- **Tasks**:
- A) According to the passage on Marie Colinet, in which town did she perform her first caesarean section?
- B) Continue the passage on Marie Colinet from its final sentence onward.

- **Source text**:
──────────────────────────────

Switzerland’s most famous midwife
Marie Colinet, a Geneva native and pioneer in the field of medicine, made history in the 16th century. She initiated a number of innovative procedures as a midwife and doctor – including Switzerland’s first successful caesarean section.
Marie Colinet was born in Geneva in 1560. Her family had envisaged a traditional role for her: Marie was to become a midwife. But she wanted more. A lot more. In 1587, she met surgeon Guillaume Fabri, an event which was to fundamentally change the course of her life and career. She shared more than love with Fabri, one of the most prominent doctors of his day. They also had a vision: to create life-saving medical procedures, even when considerable risk was involved.
The big breakthrough finally came in 1603: Marie performed her first C-section in Payerne (canton of Vaud), saving the life of both mother and child in the process. News of this sensation spread like wildfire. Suddenly her name was known throughout Europe: Marie Colinet, “Switzerland’s most famous midwife” was born. Caesarean sections were very rare in those days. A hundred years before Colinet, Jacob Nufer, an animal castrator from the Thurgau region, is said to have been the first in the country to operate on his wife.

──────────────────────────────

- **Data listing**:
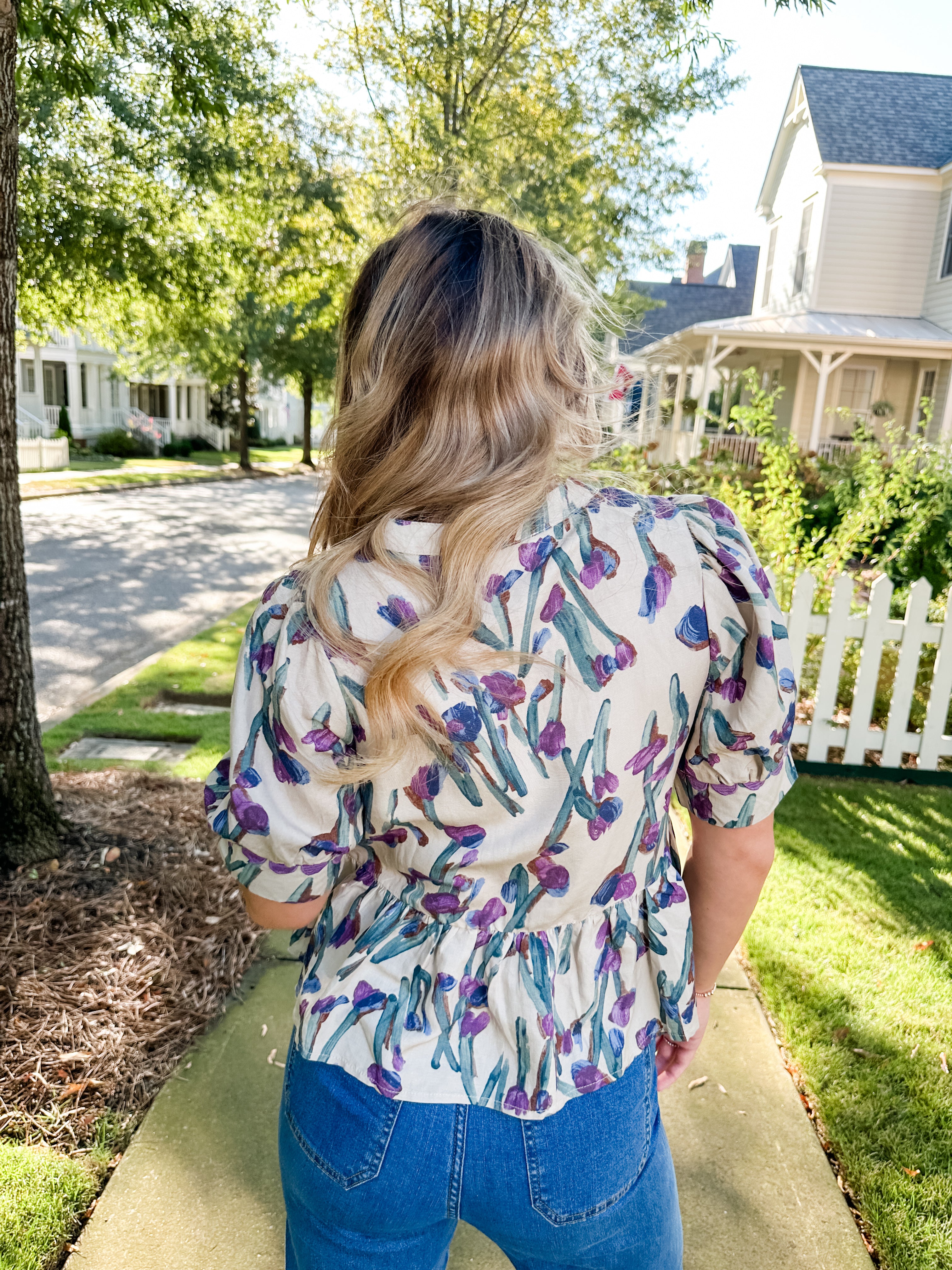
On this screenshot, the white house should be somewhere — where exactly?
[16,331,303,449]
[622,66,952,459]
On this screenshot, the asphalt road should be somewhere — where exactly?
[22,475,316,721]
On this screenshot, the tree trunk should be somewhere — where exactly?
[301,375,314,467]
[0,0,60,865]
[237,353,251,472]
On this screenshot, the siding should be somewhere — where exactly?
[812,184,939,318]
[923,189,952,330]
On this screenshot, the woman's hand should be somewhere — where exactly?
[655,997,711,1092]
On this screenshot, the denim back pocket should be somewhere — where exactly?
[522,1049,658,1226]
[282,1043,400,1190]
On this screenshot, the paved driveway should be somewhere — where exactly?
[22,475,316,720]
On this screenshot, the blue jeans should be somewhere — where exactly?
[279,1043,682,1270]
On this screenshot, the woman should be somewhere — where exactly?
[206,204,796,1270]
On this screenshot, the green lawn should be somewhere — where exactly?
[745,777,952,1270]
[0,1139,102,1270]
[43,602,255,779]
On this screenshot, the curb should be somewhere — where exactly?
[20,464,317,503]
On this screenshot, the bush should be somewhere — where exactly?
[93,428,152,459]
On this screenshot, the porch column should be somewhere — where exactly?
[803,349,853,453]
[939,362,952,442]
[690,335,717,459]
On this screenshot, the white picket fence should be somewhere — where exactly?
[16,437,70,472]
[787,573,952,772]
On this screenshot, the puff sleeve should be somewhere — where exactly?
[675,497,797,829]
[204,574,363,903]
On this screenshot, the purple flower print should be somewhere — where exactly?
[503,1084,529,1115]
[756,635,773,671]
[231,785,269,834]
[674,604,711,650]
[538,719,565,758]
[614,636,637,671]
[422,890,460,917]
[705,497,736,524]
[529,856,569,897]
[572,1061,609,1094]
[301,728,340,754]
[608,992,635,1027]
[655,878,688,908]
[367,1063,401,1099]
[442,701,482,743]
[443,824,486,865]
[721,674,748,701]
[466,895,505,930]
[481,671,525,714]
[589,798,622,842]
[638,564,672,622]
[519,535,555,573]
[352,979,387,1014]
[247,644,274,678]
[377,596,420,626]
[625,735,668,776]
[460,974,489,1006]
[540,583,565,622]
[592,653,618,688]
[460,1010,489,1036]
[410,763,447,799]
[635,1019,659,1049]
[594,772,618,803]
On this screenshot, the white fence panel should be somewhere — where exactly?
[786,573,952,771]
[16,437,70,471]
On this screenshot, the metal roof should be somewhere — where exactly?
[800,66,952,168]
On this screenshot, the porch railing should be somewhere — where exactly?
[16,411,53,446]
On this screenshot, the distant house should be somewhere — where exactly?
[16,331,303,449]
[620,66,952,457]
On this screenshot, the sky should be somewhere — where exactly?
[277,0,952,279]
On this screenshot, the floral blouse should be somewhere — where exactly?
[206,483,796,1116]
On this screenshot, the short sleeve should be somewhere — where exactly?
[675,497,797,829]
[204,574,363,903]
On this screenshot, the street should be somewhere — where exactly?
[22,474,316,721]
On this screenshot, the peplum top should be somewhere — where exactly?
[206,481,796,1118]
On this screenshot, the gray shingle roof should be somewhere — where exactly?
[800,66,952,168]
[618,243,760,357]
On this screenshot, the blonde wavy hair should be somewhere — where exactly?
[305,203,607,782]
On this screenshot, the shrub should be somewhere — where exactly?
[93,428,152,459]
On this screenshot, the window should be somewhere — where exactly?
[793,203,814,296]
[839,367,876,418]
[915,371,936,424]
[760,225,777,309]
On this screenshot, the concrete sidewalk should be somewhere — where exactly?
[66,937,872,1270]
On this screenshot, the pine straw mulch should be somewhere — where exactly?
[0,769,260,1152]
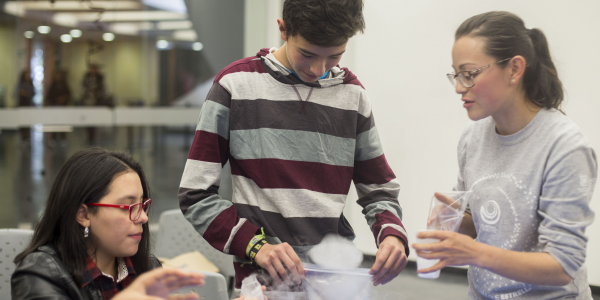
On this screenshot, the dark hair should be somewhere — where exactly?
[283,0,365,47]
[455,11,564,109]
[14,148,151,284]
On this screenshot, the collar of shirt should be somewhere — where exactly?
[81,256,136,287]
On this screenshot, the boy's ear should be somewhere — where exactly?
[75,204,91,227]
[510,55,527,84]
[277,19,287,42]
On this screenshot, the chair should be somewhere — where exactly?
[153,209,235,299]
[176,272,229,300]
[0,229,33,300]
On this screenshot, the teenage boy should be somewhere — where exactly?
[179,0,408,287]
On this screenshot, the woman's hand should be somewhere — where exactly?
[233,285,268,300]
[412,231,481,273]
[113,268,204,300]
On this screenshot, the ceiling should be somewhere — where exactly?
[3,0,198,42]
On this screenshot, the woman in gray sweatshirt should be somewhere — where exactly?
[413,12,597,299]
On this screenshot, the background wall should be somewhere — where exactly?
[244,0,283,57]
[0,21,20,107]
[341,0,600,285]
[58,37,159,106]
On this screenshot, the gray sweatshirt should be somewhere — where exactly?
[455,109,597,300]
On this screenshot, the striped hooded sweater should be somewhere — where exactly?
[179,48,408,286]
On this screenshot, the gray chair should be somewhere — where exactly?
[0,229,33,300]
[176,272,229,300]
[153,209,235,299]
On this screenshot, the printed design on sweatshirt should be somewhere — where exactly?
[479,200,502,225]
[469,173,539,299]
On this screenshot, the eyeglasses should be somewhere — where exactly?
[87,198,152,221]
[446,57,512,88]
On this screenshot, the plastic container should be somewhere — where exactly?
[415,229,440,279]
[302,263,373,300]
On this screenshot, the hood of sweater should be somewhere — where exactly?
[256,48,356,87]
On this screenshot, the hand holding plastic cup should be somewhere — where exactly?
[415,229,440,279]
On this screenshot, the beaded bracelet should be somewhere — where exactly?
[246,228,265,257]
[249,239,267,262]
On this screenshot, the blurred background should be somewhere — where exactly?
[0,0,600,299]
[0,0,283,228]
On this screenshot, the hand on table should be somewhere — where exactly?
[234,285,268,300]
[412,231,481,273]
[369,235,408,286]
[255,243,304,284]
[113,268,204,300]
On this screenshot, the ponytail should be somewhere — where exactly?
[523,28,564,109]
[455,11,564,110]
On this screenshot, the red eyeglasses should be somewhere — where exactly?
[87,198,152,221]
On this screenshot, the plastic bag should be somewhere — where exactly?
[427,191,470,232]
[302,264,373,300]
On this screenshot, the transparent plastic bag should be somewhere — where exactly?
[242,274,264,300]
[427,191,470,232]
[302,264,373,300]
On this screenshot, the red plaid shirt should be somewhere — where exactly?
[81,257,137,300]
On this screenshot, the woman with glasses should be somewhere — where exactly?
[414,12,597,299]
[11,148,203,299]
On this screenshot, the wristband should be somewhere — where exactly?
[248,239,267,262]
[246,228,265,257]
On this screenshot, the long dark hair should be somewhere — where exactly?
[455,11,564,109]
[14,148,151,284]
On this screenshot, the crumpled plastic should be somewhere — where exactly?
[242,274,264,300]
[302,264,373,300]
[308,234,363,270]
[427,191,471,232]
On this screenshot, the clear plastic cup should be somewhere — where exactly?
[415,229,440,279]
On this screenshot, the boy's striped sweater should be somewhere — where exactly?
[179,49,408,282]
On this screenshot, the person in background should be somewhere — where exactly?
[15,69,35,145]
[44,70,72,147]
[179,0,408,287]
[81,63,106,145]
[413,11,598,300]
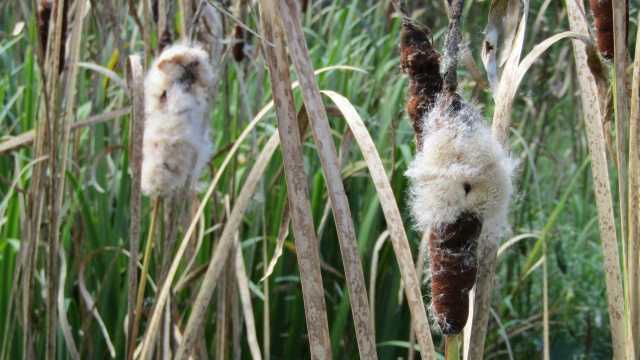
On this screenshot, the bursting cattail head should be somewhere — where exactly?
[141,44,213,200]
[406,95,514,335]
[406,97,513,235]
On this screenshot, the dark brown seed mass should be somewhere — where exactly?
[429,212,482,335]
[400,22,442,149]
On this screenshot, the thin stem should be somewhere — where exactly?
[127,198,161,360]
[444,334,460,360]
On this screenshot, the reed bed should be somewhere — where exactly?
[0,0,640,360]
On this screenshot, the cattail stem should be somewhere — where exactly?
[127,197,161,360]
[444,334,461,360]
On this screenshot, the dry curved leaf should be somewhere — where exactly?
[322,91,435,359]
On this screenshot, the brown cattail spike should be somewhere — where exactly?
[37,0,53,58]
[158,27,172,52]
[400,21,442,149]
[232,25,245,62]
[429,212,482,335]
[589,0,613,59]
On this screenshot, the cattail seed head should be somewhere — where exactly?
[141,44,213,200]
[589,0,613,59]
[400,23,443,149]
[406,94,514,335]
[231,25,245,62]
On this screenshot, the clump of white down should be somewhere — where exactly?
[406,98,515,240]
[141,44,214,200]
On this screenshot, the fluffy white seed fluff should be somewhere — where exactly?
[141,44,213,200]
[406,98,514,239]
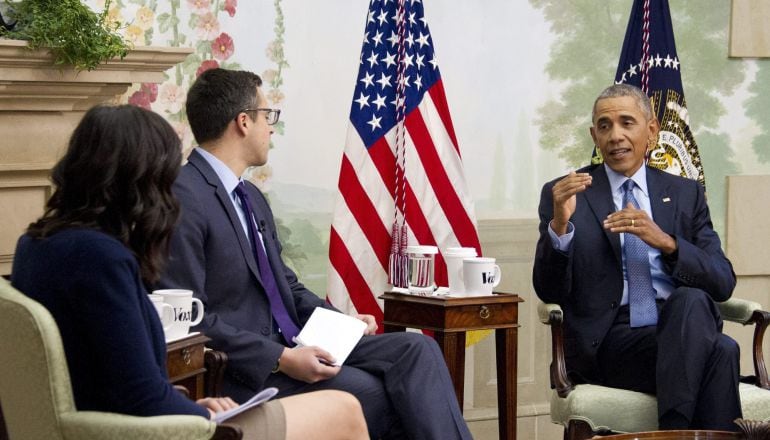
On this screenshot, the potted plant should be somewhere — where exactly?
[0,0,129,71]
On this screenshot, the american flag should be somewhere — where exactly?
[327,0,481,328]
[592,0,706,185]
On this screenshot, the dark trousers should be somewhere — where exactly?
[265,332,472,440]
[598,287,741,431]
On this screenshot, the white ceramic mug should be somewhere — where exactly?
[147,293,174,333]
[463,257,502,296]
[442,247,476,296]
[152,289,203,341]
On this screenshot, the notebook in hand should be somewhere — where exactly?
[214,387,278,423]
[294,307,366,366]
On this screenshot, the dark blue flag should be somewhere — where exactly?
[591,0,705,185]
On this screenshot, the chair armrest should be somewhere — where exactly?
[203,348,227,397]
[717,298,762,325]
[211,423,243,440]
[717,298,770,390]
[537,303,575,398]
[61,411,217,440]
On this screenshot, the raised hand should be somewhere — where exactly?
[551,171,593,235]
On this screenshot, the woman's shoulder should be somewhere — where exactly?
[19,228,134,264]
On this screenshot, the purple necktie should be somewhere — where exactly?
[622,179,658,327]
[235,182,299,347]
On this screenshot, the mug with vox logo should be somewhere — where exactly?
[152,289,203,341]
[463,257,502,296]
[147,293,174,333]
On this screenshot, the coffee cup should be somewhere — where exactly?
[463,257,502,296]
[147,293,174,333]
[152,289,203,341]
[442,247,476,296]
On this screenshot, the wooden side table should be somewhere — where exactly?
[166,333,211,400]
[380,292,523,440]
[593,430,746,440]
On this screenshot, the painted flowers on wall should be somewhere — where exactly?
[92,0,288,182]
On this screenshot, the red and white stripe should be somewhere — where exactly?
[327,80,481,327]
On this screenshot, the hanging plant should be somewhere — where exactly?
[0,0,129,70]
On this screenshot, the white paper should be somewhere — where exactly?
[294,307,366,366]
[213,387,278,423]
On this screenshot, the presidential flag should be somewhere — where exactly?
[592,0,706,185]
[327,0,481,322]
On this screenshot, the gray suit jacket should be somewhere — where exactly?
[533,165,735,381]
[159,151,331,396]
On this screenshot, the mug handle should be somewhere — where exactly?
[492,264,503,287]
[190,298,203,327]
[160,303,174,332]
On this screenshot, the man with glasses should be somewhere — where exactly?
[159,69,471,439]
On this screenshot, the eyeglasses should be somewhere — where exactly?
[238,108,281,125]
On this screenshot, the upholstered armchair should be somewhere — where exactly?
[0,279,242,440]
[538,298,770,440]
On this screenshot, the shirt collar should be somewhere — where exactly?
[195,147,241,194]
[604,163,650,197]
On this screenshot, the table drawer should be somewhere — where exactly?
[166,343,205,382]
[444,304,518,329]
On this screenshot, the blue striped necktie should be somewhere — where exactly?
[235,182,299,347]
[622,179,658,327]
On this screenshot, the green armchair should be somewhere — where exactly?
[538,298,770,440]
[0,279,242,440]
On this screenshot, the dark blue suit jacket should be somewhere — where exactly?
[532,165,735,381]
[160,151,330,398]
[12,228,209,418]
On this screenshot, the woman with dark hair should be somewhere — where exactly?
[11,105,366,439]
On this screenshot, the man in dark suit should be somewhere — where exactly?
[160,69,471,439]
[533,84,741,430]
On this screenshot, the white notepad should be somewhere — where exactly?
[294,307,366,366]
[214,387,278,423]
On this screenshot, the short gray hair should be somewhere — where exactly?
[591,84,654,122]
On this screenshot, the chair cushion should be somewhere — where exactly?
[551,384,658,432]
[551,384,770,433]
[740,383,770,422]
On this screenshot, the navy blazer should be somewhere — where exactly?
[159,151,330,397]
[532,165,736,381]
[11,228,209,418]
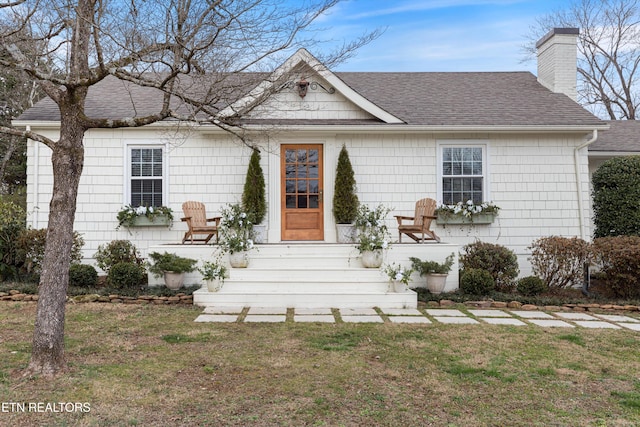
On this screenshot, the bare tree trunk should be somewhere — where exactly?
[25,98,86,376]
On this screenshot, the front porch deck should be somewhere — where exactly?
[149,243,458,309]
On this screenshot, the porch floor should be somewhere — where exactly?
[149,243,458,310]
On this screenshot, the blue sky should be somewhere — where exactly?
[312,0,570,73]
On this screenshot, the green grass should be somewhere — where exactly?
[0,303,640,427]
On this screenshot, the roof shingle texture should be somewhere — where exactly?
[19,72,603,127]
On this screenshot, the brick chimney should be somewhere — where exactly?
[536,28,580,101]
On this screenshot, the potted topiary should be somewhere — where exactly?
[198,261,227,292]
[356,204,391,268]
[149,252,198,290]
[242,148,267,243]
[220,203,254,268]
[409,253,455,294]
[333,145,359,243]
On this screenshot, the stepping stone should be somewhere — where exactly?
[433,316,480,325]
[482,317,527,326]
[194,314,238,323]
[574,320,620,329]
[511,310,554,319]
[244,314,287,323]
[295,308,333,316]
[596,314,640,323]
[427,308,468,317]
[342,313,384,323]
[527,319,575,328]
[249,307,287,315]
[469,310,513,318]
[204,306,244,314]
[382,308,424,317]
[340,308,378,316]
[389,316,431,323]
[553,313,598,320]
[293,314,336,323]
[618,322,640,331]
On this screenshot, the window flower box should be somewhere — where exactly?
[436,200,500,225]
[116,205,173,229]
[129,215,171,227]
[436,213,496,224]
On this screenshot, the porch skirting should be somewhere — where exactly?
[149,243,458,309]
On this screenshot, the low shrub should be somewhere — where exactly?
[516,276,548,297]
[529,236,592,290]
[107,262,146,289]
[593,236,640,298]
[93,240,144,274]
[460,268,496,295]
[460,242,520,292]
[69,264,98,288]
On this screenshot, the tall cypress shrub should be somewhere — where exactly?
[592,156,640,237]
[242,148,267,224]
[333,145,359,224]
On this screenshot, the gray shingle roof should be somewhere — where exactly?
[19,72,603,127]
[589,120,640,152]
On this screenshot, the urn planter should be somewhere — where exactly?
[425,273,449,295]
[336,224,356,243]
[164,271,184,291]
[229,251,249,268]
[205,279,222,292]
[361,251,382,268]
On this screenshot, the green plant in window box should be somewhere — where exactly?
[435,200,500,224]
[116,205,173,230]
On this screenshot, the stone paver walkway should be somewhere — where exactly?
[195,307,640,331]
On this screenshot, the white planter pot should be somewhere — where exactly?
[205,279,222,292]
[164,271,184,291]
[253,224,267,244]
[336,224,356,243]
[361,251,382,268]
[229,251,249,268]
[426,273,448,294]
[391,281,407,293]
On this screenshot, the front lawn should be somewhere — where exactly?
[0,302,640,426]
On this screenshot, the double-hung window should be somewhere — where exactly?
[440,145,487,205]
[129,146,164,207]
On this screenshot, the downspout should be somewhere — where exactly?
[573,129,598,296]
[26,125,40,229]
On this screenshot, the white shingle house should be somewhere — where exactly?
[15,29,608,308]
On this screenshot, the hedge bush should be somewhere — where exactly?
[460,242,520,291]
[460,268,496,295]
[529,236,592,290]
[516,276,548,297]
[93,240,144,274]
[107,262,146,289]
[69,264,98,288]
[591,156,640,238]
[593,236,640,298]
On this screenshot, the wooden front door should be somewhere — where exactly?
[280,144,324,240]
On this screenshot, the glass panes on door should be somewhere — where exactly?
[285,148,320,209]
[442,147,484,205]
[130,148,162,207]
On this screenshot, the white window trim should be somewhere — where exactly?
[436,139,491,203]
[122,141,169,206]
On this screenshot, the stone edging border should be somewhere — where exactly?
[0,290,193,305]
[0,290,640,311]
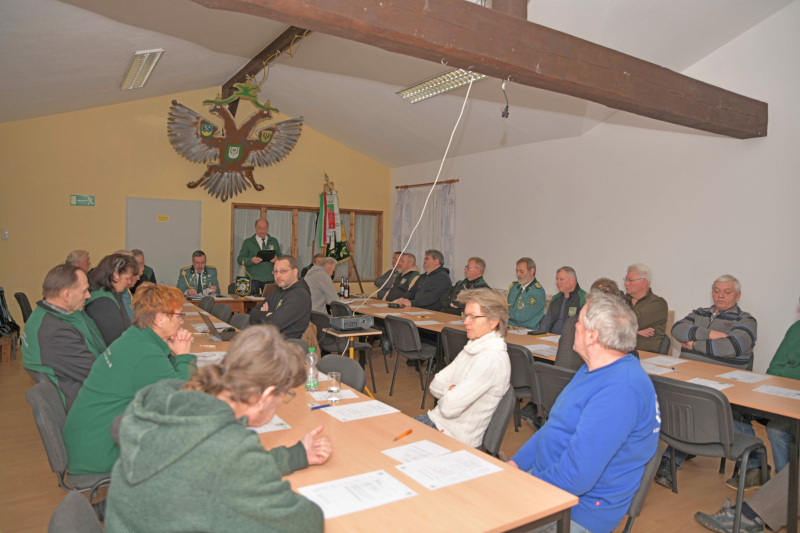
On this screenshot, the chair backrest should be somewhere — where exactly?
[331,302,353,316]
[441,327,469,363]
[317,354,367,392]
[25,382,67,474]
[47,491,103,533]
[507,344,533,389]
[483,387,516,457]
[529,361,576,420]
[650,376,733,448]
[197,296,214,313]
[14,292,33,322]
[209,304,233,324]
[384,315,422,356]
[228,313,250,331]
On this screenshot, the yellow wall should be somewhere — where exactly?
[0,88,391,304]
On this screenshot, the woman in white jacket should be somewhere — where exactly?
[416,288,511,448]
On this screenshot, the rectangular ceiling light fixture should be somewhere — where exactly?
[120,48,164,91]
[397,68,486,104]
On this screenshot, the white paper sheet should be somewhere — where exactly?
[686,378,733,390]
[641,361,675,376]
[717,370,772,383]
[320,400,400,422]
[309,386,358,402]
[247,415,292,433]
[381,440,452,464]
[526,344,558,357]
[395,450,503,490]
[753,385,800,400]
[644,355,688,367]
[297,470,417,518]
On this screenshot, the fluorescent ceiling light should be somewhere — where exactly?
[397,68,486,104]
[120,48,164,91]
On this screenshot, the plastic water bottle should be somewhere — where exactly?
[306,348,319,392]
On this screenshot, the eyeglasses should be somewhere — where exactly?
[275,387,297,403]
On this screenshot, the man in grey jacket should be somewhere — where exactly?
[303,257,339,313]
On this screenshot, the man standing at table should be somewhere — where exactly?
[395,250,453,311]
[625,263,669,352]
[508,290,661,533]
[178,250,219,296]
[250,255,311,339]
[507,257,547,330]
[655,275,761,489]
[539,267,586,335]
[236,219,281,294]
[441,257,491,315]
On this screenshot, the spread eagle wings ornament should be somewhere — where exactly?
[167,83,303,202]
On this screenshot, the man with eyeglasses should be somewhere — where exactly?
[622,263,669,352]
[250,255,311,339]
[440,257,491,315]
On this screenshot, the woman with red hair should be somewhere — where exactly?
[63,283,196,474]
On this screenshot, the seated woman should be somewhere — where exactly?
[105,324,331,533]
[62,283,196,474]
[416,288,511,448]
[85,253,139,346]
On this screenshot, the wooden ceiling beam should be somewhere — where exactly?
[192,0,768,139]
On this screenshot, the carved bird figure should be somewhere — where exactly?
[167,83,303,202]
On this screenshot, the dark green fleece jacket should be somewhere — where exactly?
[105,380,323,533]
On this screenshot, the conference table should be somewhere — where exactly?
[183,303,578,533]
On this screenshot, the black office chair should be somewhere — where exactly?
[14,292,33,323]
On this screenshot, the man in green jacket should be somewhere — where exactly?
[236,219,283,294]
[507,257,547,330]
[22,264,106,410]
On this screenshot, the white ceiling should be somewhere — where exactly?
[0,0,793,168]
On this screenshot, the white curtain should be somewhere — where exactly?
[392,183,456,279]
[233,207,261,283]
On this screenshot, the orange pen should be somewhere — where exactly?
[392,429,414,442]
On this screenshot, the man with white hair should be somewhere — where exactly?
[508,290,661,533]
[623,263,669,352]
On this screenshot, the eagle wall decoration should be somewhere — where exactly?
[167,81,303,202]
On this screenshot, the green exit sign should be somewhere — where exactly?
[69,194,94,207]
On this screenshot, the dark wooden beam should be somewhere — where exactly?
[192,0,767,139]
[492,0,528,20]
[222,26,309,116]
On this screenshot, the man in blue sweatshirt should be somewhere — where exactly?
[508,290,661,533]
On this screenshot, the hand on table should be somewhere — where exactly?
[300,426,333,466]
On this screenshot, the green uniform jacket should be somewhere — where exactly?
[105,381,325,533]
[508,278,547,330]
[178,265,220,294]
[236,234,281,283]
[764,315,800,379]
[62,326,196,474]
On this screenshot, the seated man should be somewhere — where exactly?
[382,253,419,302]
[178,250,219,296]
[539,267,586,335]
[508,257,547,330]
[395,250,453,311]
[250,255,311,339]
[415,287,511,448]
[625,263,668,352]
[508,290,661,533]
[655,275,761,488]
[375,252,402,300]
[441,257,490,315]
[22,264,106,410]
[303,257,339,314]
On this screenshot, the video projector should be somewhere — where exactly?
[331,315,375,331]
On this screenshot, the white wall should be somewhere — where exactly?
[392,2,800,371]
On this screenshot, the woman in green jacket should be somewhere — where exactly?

──────────────────────────────

- **Answers to the problems**:
- A) Payerne, in the canton of Vaud.

- B)
Colinet’s boldest innovation was possibly in 1624 when she extracted a metal fragment from a patient’s eye with a magnet. By doing so, she not only showed a touch of genius but also the resolve to take a risk and try something new at a time when most doctors still believed in bloodletting and leeches.
Guillaume died in 1634, but Marie remained unrivalled in the medical profession until her death in 1638. She was the one who questioned the conventional wisdom of the day, pushed the boundaries and showed men that women also have a place at the cutting edge of science. She died aged 78.
Marie Colinet was more than a doctor and midwife – she was a revolutionary who changed the course of medicine with a magnet, a mixture of ointments and an unshakeable conviction. Although her name may not be as famous as her husband’s these days, her achievements nonetheless shine forth as an example of what women can do if they believe in themselves.